India's Auto Component Sector Projected to Grow 7-9% in FY2025-26

Two-wheelers and passenger vehicles drive growth despite US tariff concerns and global headwinds

Angitha SureshBy Angitha Suresh calendar 21 May 2025 Views icon454 Views Share - Share to Facebook Share to Twitter Share to LinkedIn Share to Whatsapp
India's Auto Component Sector Projected to Grow 7-9% in FY2025-26

India's automotive component sector is expected to grow 7-9% in the current fiscal year, according to a new report from Crisil Ratings. This growth mirrors last year's performance and will be primarily driven by sustained demand from two-wheelers (2Ws) and passenger vehicles (PVs), particularly utility vehicles, which together account for nearly half of the sector's overall revenue.

The analysis, released on May 21, 2025, indicates that a moderate uptick in commercial vehicle and tractor sales, which represent approximately 17% of the sector's share, will provide additional momentum. Meanwhile, the aftermarket segment, contributing about 15% of revenue, is projected to maintain steady growth of 5-7%.

Operating margins for auto component manufacturers are expected to remain stable at 12-12.5%, supported by the growing share of high-margin, technology-intensive components such as Advanced Driver Assistance System (ADAS) modules, infotainment systems, and advanced braking. These components now account for approximately 27% of segment revenue, up from 18% before the COVID-19 pandemic.

"Demand from automotive OEMs, contributing two-thirds of total revenue, is expected to grow 8-9% this fiscal, with value outpacing volume on rising safety, emission and electronic content, especially in PVs and 2Ws," said Poonam Upadhyay, Director at Crisil Ratings.

However, the sector faces challenges from weak demand for new vehicles in the United States and Europe, which account for about 60% of India's exports. The US market, while contributing just 5% to total revenue, represents 28% of export earnings and is currently the fastest-growing auto component market for Indian manufacturers. The planned 25% tariff by the US could significantly impact companies heavily reliant on this geography.

"Companies with high export dependence on the US market may see margins compress 125-150 basis points amid limited ability to pass on tariffs," warned Anil More, Associate Director at Crisil Ratings.

▸ Data excerpts

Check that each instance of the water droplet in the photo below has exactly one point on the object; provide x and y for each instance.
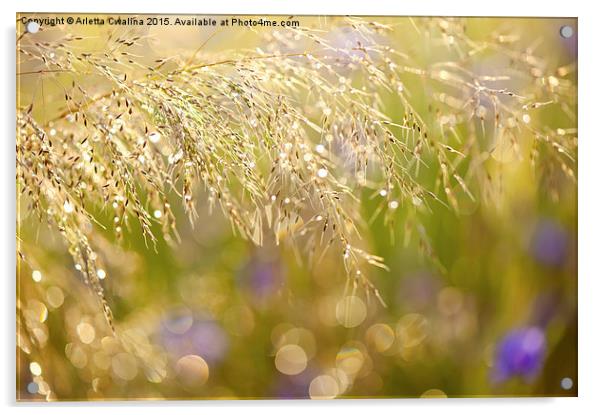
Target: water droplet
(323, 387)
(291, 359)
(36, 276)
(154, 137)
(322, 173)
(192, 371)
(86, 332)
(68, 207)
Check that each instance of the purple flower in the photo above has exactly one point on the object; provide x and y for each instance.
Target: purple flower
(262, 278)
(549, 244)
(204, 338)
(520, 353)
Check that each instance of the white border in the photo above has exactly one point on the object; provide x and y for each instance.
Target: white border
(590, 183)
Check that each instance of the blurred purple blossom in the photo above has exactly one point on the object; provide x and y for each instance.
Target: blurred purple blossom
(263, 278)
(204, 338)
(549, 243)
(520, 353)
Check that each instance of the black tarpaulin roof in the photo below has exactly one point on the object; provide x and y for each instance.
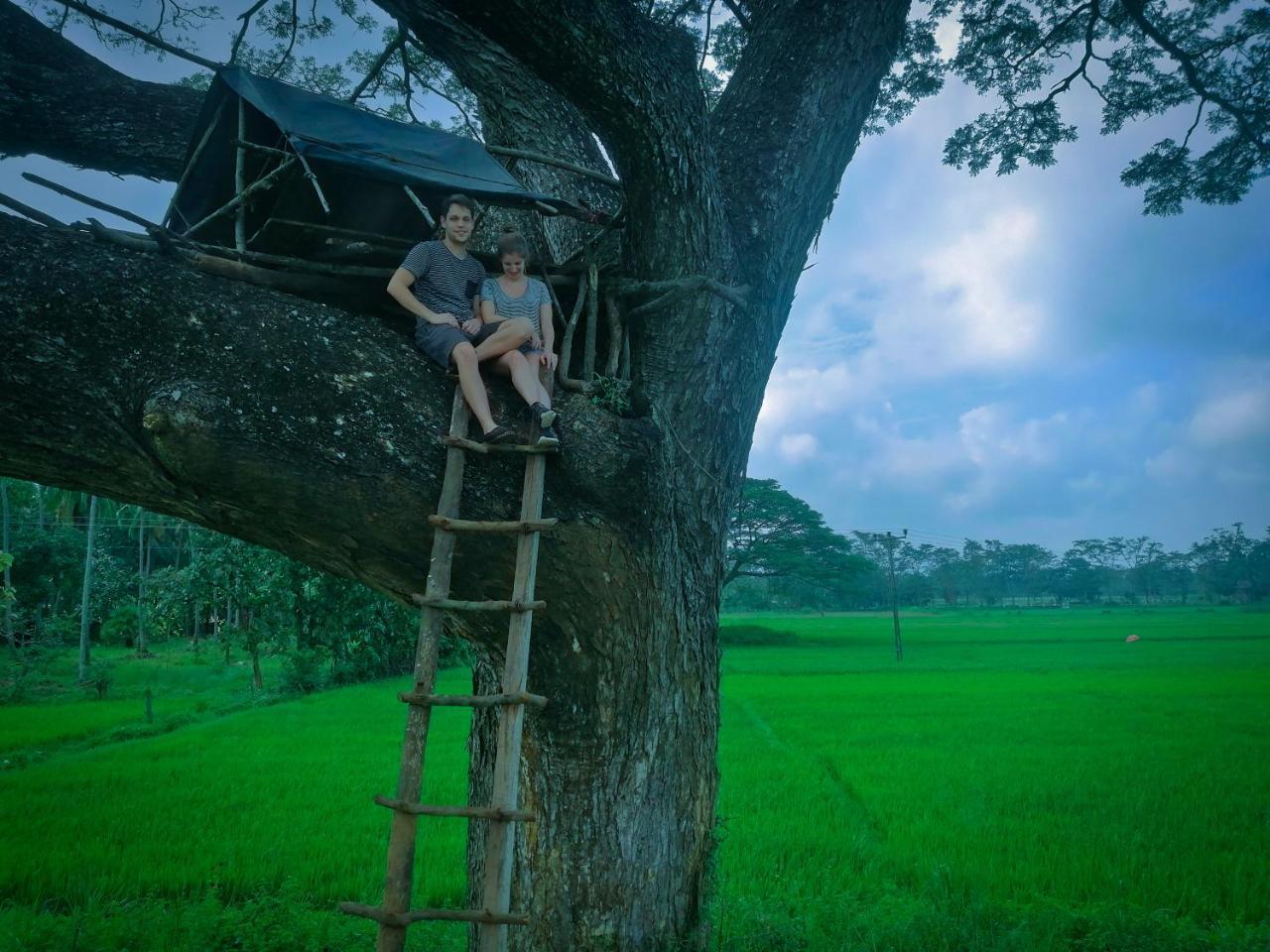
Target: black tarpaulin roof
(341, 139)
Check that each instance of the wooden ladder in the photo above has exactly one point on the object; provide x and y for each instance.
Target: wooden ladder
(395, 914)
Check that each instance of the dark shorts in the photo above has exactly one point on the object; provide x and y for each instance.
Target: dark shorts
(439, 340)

==

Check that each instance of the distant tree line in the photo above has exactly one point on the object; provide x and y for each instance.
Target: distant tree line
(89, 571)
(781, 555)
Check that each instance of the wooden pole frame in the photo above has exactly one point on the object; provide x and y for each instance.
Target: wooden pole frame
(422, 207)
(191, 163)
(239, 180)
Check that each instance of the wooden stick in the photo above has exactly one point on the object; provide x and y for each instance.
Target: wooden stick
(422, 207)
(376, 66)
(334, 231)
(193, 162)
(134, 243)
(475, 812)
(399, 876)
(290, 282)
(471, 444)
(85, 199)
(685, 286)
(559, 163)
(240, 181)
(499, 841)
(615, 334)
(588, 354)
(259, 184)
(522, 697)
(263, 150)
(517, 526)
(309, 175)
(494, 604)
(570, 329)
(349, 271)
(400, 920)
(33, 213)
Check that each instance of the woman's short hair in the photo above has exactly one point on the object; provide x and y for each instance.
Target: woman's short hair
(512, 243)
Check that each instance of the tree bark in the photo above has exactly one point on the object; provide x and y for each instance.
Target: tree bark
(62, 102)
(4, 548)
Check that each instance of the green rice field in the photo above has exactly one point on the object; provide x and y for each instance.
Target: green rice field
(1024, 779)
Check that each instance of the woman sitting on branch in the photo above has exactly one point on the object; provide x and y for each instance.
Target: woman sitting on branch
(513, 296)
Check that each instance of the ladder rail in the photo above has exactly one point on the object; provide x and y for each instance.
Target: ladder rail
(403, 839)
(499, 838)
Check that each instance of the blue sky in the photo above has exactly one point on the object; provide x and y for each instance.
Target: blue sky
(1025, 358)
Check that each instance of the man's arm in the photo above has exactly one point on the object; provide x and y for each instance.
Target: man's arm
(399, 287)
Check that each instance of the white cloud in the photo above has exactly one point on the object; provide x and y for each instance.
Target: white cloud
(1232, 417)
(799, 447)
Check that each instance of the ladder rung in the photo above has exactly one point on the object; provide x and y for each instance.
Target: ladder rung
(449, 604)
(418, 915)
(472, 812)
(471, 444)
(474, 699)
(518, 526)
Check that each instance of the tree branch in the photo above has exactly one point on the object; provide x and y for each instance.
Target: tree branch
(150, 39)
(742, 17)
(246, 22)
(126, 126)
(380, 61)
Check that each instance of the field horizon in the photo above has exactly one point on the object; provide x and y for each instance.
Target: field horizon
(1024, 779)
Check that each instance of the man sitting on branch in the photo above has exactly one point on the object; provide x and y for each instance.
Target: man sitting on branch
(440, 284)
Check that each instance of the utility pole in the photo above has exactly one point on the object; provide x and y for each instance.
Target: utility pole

▸ What you need to do
Resume the news report on India's auto component sector, continuing on from its last sentence.

▸ Response to this exercise
A decline in input costs—particularly steel (45-50% of input costs), aluminum (15-20%), and plastics (10-12%)—is expected to help offset some of the pressure on margins. These materials are crucial for structural rigidity, reducing vehicle weight, and interiors.

The sector's credit outlook remains stable for this fiscal year, with key debt metrics expected to remain healthy. Interest coverage and debt-to-EBITDA ratios are projected at approximately 9 times and 1.3 times, respectively, broadly in line with last fiscal year.

Despite sustained capital expenditure of around Rs 22,000 crore focused on scaling electric vehicle capabilities, automation, and precision manufacturing, the sector is expected to rely primarily on internal accruals for funding. This, coupled with tight control over working capital, should ensure low dependence on external borrowing.

India's auto component industry has been evolving rapidly in recent years, with manufacturers increasingly focusing on higher-value products in response to changing global automotive trends. However, with electric vehicles forming just about 4% of passenger vehicle volumes in India, their revenue contribution remains marginal, keeping returns from this category muted in the near term.

The Crisil Ratings analysis covered automotive component makers accounting for nearly 35% of the sector's revenue, which totaled approximately Rs 7.9 lakh crore in the previous fiscal year.